* _WORK INSTRUCTIONS_
Scan the records for the line containing "Question. Indicate one point for each instance of the denim". From there through the last line, write out each line exactly.

* _GIVEN RECORDS_

<<<<

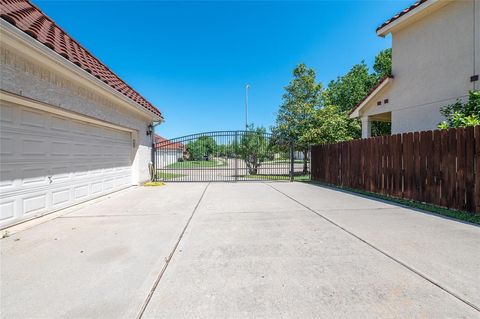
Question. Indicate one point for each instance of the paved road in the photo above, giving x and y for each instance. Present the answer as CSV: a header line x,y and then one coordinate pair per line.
x,y
242,250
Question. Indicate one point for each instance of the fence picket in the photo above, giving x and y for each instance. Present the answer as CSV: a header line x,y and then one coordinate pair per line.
x,y
441,167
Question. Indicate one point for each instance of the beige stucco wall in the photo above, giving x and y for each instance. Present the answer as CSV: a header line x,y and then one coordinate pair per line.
x,y
27,78
433,60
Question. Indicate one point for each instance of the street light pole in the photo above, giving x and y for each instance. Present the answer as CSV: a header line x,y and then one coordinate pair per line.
x,y
246,106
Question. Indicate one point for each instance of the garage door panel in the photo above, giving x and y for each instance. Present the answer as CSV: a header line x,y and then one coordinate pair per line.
x,y
60,197
7,210
30,118
34,203
50,162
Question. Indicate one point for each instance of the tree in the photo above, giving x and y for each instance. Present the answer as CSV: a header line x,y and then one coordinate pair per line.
x,y
383,64
348,90
296,116
332,125
202,148
461,114
254,148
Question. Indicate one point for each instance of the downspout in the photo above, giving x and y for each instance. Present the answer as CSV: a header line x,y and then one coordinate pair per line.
x,y
475,83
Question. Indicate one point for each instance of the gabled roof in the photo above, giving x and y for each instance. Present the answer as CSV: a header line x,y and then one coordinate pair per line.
x,y
31,20
401,13
380,85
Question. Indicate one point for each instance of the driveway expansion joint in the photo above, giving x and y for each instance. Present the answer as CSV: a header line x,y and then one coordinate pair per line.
x,y
169,258
386,254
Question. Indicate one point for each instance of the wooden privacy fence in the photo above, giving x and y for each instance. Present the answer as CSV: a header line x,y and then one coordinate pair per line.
x,y
440,167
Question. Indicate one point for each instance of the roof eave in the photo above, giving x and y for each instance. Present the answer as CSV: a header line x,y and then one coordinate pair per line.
x,y
355,112
8,29
409,17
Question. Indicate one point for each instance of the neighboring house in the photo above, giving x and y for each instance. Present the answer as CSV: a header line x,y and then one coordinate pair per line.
x,y
168,152
71,129
435,61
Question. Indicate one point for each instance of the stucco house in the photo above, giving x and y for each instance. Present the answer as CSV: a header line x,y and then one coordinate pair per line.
x,y
70,128
435,61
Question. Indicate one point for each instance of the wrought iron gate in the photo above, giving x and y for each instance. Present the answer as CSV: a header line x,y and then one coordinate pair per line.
x,y
228,156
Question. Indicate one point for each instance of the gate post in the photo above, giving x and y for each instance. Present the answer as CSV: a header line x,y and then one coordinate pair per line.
x,y
292,162
235,155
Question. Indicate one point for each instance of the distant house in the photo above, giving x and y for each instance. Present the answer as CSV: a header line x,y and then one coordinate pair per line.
x,y
436,60
71,129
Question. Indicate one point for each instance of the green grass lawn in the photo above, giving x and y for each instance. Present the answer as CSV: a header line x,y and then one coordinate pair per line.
x,y
165,175
297,178
282,161
195,164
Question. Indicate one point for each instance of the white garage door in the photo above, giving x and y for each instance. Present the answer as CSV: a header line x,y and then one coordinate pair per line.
x,y
49,162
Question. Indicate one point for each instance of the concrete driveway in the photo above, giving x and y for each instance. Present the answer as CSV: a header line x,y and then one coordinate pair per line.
x,y
242,250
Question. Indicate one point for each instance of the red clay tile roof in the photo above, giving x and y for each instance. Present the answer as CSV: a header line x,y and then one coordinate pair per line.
x,y
371,91
405,11
28,18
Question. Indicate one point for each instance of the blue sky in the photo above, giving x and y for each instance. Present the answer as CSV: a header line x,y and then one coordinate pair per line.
x,y
193,59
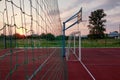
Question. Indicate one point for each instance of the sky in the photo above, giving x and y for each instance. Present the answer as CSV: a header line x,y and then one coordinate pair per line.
x,y
111,8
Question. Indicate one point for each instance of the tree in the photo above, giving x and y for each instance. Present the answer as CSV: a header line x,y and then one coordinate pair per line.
x,y
96,24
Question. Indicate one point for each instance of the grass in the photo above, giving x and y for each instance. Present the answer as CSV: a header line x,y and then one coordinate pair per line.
x,y
58,43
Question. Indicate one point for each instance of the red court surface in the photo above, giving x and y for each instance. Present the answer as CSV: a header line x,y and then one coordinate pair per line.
x,y
20,64
103,64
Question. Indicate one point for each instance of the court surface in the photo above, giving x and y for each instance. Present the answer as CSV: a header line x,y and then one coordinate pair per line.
x,y
102,63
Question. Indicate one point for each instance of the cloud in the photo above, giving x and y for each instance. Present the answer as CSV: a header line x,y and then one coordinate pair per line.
x,y
113,11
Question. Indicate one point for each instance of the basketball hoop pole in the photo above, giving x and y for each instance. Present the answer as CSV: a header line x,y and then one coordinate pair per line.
x,y
64,28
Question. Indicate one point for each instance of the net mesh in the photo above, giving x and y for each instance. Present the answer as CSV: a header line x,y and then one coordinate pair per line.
x,y
30,40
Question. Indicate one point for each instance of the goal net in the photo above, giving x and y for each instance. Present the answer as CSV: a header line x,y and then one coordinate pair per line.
x,y
73,51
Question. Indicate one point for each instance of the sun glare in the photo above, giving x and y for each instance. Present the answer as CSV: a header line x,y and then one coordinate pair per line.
x,y
20,31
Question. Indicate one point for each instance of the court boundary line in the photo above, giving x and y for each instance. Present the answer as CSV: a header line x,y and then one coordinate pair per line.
x,y
38,69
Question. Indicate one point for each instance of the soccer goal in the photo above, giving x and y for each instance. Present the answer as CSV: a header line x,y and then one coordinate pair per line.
x,y
74,46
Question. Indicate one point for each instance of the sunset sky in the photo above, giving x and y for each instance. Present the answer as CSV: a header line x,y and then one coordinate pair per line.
x,y
111,8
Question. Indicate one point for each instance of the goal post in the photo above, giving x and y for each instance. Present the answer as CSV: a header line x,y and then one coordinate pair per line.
x,y
74,45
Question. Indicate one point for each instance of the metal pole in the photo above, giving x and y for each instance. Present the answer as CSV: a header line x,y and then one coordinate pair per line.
x,y
63,41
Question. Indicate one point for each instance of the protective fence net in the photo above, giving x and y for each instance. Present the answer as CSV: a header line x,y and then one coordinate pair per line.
x,y
30,40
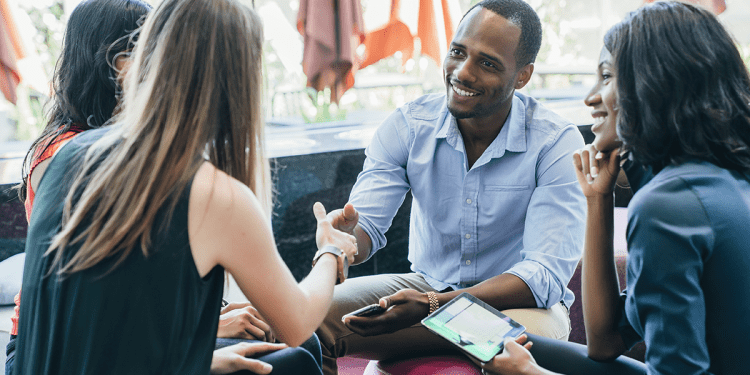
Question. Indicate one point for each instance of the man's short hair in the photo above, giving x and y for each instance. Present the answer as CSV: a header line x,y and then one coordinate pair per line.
x,y
521,14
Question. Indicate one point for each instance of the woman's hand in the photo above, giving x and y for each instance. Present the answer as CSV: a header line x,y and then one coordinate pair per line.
x,y
243,321
237,357
327,234
515,359
596,171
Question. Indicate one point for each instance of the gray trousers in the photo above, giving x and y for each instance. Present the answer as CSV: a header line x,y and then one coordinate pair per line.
x,y
338,341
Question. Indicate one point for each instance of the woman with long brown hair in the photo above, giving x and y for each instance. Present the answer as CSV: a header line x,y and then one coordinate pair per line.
x,y
128,248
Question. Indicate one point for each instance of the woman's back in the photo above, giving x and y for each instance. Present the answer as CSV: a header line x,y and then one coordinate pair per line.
x,y
688,279
153,315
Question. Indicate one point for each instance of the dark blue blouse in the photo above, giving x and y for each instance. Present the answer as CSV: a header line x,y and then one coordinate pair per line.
x,y
688,277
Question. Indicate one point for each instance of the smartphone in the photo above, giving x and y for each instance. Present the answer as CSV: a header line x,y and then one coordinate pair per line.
x,y
367,311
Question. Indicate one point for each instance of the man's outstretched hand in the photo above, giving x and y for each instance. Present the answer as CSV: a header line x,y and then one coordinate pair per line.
x,y
344,219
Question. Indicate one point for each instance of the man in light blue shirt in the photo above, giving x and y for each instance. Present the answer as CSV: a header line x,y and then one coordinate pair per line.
x,y
497,210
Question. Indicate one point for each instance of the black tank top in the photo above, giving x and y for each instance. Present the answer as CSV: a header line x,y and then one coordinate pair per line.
x,y
152,315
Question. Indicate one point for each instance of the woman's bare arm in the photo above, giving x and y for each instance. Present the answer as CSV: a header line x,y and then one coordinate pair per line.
x,y
228,227
599,287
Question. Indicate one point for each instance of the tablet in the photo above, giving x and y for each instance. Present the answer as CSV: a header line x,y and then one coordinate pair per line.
x,y
474,326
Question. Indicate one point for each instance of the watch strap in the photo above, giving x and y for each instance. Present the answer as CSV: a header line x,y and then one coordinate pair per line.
x,y
337,252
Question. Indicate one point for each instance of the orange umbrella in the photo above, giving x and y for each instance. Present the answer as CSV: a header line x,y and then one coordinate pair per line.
x,y
716,6
389,39
10,50
395,35
332,29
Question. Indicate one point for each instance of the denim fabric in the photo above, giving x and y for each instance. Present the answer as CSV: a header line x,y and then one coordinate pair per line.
x,y
518,209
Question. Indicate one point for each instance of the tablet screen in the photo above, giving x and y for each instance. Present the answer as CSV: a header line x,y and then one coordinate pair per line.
x,y
474,326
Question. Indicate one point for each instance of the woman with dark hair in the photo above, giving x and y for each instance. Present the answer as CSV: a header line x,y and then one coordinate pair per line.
x,y
673,102
135,223
86,85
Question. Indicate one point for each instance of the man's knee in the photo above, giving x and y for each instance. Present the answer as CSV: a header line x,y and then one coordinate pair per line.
x,y
553,322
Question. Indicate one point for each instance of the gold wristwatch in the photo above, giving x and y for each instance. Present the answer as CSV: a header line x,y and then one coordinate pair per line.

>>>>

* _SOLUTION FOR THIS EXERCISE_
Question. Indicate one point for each instance of the denim fabric in the photo above, giving x and y for each instance. Present the answer as CSV: a header line x,y and then one coordinate pair per line.
x,y
518,209
Question. Indicate one point for each instance of the tablet screen in the photo above, giving x and y for each instance. Present the answer as CSV: a header line x,y and then one coordinate pair per line.
x,y
474,326
Question. Indicate one point for each instance of the woman with dark hair in the photo above, giving x and y for each instance. Present the answer as CSV: a header line x,y and then one coordinate pair per line.
x,y
673,102
135,223
86,85
Question. Indicate one point for each instance of the man's knee in the photo above, giving x and y for each instance. Present the answer as CSV: a header line x,y and then one coordinate pair per line.
x,y
553,322
Question. Indicate one point for each instance of the gold wristwatch in the photo above, giving x and y for each instance. Present the answer as CSV: a header line x,y and then one coordinate pair per line.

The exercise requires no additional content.